Records from a data collection:
- - - -
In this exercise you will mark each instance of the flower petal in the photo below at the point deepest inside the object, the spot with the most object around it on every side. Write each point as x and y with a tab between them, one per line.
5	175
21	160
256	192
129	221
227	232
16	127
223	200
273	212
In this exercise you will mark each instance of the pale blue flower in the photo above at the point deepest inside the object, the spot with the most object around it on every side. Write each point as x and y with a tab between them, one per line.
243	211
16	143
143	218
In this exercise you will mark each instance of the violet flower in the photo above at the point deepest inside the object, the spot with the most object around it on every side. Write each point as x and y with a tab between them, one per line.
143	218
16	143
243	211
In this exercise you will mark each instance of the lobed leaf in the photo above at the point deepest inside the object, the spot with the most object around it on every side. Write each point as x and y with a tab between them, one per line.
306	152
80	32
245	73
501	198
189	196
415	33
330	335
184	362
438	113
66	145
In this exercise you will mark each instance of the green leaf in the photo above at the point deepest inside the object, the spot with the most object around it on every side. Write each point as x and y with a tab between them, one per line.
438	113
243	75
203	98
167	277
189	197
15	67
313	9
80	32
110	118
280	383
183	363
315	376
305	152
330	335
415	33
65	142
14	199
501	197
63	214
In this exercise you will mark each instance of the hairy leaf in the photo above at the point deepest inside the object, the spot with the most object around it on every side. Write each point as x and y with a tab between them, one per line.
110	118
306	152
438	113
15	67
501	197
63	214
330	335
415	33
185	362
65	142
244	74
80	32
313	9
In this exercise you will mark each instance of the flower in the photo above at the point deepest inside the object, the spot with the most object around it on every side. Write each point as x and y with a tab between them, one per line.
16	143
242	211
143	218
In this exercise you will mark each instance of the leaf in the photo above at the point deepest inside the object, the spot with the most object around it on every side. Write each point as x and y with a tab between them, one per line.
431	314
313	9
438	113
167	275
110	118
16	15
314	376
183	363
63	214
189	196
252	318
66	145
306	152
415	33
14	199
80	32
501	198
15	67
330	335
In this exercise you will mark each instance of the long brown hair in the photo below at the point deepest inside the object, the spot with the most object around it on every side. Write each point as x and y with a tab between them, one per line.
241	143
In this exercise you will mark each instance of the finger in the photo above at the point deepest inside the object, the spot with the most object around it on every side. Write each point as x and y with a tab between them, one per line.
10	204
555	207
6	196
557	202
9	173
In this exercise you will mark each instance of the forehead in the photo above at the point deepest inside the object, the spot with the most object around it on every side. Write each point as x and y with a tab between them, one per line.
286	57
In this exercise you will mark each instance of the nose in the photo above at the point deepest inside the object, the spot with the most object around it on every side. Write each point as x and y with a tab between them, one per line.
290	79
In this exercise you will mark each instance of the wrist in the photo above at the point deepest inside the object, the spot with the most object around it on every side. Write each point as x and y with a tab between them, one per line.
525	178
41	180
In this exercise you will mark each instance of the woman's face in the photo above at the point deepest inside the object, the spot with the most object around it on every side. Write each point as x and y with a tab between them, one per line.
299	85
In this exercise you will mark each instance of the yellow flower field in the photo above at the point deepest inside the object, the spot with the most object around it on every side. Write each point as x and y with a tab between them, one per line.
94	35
- - - -
TRY IT: The reply must hold exactly the lines from the one containing "In this exercise you will mark each instance of the woman's" to the last line of the entries, and nothing more.

ANSWER SECTION:
In this exercise you will mark each instance of the woman's face in the photo above at the point deepest inside the object, the spot with the most object around it on every side. Write each point as x and y with a tab between them, one per line.
299	85
In this exercise you will mark each instance of the yellow flower field in the photo above at the point deepest inside the object, the spot with the most object around it on every side. Write each point as x and y with a tab between them, one per line.
94	35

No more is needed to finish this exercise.